— Start —

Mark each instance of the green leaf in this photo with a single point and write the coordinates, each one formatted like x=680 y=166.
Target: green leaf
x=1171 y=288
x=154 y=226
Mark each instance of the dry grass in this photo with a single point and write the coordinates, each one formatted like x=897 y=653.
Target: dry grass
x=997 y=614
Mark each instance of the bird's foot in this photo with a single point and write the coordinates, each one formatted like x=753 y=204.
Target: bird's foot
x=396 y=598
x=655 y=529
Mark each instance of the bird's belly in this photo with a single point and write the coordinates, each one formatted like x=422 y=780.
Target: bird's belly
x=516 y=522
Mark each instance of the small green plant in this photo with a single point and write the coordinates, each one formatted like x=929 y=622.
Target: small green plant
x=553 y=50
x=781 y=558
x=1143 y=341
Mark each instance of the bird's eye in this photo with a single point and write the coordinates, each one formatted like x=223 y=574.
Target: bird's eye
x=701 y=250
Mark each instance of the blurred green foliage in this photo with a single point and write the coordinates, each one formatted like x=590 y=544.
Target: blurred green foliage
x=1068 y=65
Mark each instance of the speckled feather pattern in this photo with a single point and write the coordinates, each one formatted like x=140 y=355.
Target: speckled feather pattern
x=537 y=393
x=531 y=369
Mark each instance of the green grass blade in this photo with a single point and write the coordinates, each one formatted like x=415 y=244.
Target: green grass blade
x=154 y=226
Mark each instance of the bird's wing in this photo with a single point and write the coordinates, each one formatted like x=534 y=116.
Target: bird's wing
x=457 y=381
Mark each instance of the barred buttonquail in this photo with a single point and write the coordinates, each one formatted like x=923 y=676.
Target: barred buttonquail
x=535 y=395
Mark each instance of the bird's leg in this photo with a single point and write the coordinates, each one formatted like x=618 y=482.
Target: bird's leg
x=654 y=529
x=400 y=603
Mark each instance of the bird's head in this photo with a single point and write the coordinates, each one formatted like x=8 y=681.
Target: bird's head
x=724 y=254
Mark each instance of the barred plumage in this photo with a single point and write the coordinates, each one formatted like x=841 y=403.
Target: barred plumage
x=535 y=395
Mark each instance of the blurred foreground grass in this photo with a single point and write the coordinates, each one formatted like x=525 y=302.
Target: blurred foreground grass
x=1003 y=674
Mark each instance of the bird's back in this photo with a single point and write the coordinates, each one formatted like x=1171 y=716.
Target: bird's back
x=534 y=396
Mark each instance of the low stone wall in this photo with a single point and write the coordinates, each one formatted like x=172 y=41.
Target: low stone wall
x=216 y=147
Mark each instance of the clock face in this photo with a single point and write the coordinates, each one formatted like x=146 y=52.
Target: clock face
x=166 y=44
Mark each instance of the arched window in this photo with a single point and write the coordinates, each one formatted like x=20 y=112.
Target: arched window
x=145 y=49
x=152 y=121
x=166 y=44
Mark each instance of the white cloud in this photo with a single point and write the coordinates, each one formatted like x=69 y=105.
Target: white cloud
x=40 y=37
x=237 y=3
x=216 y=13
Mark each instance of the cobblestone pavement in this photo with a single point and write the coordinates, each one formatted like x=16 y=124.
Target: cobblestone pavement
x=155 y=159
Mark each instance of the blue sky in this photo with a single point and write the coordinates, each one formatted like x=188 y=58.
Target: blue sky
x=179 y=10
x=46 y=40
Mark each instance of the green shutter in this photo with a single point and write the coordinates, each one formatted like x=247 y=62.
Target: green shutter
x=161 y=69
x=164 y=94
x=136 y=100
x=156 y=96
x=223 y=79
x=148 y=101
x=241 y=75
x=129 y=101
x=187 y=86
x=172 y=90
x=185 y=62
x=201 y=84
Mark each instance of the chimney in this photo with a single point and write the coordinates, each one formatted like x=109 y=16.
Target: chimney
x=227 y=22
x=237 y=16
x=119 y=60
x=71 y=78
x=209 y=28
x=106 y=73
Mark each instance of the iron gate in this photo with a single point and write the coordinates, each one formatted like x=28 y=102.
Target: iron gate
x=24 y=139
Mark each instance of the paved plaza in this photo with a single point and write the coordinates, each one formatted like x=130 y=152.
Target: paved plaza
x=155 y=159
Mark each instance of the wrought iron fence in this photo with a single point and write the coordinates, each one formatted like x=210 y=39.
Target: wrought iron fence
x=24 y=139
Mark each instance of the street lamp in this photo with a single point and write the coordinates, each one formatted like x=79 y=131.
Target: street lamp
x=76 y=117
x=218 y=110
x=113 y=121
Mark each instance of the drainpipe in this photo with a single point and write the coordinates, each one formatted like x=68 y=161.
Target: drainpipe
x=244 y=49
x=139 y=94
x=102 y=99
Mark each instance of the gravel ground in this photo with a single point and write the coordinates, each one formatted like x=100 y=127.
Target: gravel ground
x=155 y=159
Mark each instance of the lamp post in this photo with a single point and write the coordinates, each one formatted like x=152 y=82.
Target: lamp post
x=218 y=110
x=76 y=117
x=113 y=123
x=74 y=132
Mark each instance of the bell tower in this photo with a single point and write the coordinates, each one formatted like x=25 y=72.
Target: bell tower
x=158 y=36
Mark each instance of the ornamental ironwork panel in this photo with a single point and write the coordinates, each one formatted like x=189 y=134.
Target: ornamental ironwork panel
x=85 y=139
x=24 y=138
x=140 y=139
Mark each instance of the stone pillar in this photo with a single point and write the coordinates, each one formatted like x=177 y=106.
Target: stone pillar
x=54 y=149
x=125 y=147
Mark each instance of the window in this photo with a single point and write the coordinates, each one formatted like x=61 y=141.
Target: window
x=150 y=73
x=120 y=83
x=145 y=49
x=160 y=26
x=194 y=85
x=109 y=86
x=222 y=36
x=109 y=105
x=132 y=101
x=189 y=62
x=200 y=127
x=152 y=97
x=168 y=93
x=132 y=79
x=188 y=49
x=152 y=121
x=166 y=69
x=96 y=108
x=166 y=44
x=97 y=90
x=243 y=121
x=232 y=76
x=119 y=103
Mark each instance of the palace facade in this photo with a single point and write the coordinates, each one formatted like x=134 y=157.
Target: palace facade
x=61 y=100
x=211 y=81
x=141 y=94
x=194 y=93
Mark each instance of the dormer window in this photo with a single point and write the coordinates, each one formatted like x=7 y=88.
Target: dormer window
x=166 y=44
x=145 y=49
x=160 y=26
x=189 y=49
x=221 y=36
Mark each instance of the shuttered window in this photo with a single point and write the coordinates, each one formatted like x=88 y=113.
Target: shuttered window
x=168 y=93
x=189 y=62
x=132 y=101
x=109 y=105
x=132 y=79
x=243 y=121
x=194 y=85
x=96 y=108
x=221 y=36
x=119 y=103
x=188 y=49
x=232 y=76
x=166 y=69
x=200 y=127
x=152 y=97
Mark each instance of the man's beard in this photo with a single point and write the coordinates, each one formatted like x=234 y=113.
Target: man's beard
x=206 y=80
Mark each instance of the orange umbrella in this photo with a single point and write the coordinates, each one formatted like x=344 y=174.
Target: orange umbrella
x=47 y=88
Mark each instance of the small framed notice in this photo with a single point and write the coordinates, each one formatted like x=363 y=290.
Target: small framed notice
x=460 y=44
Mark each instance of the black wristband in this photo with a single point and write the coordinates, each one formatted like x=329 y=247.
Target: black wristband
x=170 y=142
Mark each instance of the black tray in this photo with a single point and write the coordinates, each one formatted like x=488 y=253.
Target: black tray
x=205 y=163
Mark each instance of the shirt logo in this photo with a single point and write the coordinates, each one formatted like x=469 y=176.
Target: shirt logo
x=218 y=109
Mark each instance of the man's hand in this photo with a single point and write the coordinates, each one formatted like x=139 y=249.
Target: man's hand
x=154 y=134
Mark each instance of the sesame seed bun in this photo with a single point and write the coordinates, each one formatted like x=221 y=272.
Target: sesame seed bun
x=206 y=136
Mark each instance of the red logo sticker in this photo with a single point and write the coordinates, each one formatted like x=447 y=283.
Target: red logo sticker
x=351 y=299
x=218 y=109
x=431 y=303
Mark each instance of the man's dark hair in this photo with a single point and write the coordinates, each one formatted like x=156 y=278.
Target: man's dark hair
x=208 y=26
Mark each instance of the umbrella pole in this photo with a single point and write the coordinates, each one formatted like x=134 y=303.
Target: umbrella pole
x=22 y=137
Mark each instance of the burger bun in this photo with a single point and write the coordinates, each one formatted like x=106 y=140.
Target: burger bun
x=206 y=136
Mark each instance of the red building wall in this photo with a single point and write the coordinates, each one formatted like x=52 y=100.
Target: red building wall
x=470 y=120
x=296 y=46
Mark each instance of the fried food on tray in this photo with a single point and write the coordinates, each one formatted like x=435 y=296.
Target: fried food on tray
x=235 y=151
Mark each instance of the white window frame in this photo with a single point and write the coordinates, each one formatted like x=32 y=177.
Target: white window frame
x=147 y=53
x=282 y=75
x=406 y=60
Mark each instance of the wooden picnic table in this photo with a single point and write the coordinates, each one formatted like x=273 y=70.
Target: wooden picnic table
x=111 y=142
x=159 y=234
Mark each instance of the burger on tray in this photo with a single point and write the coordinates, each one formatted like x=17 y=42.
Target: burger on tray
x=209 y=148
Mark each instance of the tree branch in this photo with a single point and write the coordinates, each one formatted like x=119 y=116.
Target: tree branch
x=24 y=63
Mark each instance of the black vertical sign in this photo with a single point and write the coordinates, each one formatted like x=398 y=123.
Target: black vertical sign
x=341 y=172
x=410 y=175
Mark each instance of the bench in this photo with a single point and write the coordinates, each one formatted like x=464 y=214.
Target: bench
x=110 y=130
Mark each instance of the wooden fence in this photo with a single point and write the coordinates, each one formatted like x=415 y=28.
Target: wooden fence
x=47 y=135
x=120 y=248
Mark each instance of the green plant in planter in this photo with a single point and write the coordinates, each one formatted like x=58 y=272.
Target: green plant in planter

— End —

▶ Exercise task
Copy the listing from the line with "Mark each instance of the white window" to the line with "x=159 y=234", changing every "window frame" to "window sill" and leaving everything else the same.

▶ Result
Mark each instance of the white window sill in this photo with a single point and write the coordinates, each one formatted like x=32 y=177.
Target: white window sill
x=147 y=53
x=282 y=75
x=406 y=60
Mark each instance of the wooden picnic table in this photo with a single point and write the coordinates, each one formatted like x=273 y=70.
Target: wooden picnic table
x=111 y=142
x=159 y=234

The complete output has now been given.